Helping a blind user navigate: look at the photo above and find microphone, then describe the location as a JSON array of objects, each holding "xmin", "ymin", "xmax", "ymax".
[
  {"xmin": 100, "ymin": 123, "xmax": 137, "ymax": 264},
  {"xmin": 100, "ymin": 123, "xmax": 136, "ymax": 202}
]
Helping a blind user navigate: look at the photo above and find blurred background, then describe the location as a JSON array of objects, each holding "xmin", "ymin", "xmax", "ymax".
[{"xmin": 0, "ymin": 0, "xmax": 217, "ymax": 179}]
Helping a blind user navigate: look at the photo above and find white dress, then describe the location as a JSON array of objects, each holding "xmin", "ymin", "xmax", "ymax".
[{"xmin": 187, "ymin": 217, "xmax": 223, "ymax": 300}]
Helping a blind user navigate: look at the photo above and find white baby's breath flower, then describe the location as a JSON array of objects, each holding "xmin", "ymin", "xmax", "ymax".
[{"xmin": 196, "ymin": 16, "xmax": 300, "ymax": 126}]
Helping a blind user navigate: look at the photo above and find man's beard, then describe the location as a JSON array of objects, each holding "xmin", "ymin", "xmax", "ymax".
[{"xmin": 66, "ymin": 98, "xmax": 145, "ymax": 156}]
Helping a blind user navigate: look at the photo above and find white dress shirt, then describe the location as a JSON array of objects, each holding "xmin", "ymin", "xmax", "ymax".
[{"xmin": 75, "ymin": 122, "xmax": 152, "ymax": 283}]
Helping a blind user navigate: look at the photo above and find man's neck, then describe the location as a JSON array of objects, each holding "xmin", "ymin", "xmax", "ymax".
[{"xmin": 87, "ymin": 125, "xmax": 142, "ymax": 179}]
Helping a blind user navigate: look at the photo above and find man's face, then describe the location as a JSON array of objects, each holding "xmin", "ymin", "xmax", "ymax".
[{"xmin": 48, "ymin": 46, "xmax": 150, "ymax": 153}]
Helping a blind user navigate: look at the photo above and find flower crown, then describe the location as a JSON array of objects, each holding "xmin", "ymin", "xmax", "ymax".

_PROBLEM DESCRIPTION_
Rewrite every line of the records above as a JSON list of strings, with one string per line and no entries for blank lines.

_REPLY_
[
  "Helping a blind user navigate: look at the photo above and find microphone, then describe the location as a JSON array of objects, each holding \"xmin\", \"ymin\", \"xmax\", \"ymax\".",
  "[",
  "  {\"xmin\": 100, \"ymin\": 123, \"xmax\": 137, \"ymax\": 264},",
  "  {\"xmin\": 100, \"ymin\": 123, \"xmax\": 136, \"ymax\": 202}",
  "]",
  "Helping a blind user navigate: look at the photo above and find blurred background, then describe the location as a JSON array of objects, each holding \"xmin\", \"ymin\", \"xmax\", \"ymax\".",
  "[{\"xmin\": 0, \"ymin\": 0, \"xmax\": 217, \"ymax\": 179}]",
  "Helping a blind user navigate: look at the photo above and find white dress, then describe the location as a JSON array of objects, each holding \"xmin\", \"ymin\", \"xmax\", \"ymax\".",
  "[{\"xmin\": 187, \"ymin\": 217, \"xmax\": 223, \"ymax\": 300}]",
  "Helping a blind user navigate: look at the photo above and find white baby's breath flower, then describe the location as a JSON array of objects, each holding \"xmin\", \"ymin\", \"xmax\", \"ymax\".",
  "[{\"xmin\": 196, \"ymin\": 16, \"xmax\": 300, \"ymax\": 126}]",
  "Helping a blind user navigate: look at the photo above and find man's beard, then describe the location as a JSON array of objects, each holding \"xmin\", \"ymin\", \"xmax\", \"ymax\".",
  "[{\"xmin\": 66, \"ymin\": 98, \"xmax\": 145, \"ymax\": 156}]",
  "Helping a blind user navigate: look at the photo above and find white dress shirt, then describe the location as a JSON array of objects, each holding \"xmin\", \"ymin\", \"xmax\", \"ymax\".",
  "[{\"xmin\": 75, \"ymin\": 122, \"xmax\": 152, \"ymax\": 283}]",
  "Helping a blind user navigate: look at the photo above and find man's neck, then describe the location as a JSON array of objects, each holding \"xmin\", \"ymin\", \"xmax\", \"ymax\".",
  "[{\"xmin\": 87, \"ymin\": 125, \"xmax\": 142, \"ymax\": 179}]",
  "Helping a blind user navigate: look at the photo above and find man's face, then describe the location as a JSON array of objects, each holding \"xmin\", \"ymin\", \"xmax\", \"ymax\".",
  "[{\"xmin\": 48, \"ymin\": 46, \"xmax\": 150, \"ymax\": 153}]",
  "Helping a blind user navigate: look at the photo above and find flower crown, then describe the location as a JSON array of objects, each holding \"xmin\", \"ymin\", \"xmax\", \"ymax\"."
]